Document section
#####

The Rapha beer stop was at mile 38. Donna's husband Lee and I enjoyed a couple of beers at this check point...this is where I found out Steve Rex had injured his collar bone. Curtis Ingliss from Retrotec called the Rapha race coordinator from a farm and relayed the message.
Here's our crew at the finish including college friends Chris and Henry and of course Donna and myself. Not sure where Lee is hiding...probably scoring us some more beer.
There were many aspects of turning The Donna into a true commuter bike from its origin as a single speed . I prototyped a rear rack with some cardboard and a fabric bag from Andronico's market. This exercise helped me determine the rack proportions before actual fabrication began.
Four solid aluminum struts support the rear rack and these are hard-mounted to the frame. Adjustable eyelets were sourced from Bontrager to allow height adjustment and final leveling of the rack. One special feature of this bike is the integrated lock. A custom seat clamp was developed to include a Thule lock core and a coil lock. Turn the key and the lock releases the cable which can then be used to lock the bike. I'm really proud of this feature because it's truly unique and someone even asked me "where did you buy that lock?" at the event.
The front rack is cantilever-mounted to the head tube using WiseCracker extruded aluminum mounts. The upper mount is a tall headset spacer and the lower mount cups the fork crown and is installed with a star nut on the underside. Wooden slats were stained black and mounted to both racks to achieve a classic look.
Special thanks to Princeton Tec for supplying the lighting solutions for this project. Light and bright, these babies are sick.
All these extra features added some weight to the overall bike but it was still manageable to ride. Special thanks to everyone that made this bike and event possible...there are way too many to list here.
Posted by Mike Ahrens at 8:22 PM
The mint green 29er was recently raced at the Single Speed World Championships in Durango. Here is a great race report from Anthony:
Sliding dropouts keep the rear disc brake aligned to the rotor and tension the chain at the same time. The dropout hoods can accommodate a variety of frame sizes and geometries.
Tire clearance at the upper yoke is ample even when running large air volume tires.
Same goes for the lower yoke.
The bike's stance is oriented towards aggressive XC riding with a slightly slackened head angle and adjustable wheelbase.

#####

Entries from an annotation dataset
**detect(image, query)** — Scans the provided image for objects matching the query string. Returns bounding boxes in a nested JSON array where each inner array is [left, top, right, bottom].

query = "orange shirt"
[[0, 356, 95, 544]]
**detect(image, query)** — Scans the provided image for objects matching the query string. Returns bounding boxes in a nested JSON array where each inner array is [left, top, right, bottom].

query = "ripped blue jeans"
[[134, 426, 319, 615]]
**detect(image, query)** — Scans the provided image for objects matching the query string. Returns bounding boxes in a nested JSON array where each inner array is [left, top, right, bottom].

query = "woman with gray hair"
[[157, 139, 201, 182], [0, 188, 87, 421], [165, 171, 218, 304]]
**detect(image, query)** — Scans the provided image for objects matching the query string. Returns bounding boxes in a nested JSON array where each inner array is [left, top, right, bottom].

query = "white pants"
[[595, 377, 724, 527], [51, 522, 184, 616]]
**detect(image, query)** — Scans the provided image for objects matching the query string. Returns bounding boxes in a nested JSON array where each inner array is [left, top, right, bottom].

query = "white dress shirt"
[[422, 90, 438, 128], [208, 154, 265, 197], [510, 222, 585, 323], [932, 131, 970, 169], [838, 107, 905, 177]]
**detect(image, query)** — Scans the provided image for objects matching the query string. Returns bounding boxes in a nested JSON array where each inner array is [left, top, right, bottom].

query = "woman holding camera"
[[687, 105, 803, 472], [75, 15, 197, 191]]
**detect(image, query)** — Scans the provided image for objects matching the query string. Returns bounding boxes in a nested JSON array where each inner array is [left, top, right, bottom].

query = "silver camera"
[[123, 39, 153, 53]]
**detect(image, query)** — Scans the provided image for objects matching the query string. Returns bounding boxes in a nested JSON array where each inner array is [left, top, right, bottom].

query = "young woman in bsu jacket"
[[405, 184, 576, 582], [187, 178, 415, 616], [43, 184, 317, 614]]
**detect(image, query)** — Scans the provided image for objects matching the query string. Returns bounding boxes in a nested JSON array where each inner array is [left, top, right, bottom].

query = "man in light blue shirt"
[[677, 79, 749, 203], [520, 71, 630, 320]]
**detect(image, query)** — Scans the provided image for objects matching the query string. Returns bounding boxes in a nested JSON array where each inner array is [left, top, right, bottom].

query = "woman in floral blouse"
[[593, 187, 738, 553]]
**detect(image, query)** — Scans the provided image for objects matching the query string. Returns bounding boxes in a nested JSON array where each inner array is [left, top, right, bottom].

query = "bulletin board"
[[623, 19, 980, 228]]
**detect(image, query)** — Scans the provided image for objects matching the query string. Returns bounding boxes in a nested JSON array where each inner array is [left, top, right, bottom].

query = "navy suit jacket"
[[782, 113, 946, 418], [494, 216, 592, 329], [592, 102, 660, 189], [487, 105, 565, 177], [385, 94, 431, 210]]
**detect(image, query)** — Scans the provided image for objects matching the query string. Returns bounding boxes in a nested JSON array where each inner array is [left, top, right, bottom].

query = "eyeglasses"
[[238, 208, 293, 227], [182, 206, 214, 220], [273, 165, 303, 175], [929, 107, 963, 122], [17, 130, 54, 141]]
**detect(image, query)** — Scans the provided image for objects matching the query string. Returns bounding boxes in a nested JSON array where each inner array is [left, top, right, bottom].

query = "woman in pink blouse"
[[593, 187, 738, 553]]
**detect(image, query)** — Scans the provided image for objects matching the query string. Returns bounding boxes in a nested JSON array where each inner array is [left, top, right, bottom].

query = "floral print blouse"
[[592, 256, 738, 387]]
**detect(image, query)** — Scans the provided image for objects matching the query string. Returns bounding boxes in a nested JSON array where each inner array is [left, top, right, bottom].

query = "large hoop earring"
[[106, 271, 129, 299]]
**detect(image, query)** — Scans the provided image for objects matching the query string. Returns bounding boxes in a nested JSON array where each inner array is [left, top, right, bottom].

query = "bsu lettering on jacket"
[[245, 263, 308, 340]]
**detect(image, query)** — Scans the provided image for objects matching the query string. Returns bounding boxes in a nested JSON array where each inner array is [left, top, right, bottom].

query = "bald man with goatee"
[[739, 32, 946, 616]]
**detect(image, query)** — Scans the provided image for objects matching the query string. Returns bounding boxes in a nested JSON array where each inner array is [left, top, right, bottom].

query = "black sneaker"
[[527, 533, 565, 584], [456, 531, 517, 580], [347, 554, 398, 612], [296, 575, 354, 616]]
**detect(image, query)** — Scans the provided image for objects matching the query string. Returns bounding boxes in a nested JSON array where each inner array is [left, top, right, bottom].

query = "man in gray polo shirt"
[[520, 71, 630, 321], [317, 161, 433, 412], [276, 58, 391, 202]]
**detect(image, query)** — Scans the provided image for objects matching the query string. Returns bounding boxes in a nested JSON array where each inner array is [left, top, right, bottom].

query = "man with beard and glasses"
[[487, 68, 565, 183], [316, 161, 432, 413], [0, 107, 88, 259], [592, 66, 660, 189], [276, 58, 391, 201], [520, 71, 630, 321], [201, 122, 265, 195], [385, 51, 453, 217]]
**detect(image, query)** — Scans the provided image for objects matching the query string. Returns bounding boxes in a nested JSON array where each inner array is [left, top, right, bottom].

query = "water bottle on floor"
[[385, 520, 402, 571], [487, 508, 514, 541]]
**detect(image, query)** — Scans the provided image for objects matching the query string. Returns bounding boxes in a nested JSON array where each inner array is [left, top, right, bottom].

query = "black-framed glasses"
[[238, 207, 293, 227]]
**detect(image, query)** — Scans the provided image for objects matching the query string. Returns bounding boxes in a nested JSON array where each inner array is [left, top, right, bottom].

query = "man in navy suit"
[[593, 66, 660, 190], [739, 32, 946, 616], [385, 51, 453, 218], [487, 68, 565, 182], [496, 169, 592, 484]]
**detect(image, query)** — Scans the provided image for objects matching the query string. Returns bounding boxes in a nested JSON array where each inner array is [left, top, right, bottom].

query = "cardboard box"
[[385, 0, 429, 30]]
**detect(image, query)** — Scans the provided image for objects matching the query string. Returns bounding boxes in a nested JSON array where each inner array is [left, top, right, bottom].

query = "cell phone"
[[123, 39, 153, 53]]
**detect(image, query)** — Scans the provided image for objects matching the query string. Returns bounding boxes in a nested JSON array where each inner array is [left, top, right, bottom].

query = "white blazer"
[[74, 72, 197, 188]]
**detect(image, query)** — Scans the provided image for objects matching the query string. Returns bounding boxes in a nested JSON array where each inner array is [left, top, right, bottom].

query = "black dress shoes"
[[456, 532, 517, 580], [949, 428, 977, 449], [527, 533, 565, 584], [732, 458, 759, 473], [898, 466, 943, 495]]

#####

What this exercise asks
#1 According to the bike post, what supports the rear rack?
#2 Find each line of the entries that includes the word "navy", and copy those lines.

Outputs
#1 Four solid aluminum struts that are hard-mounted to the frame.

#2
query = "navy suit jacket"
query = "man in navy suit"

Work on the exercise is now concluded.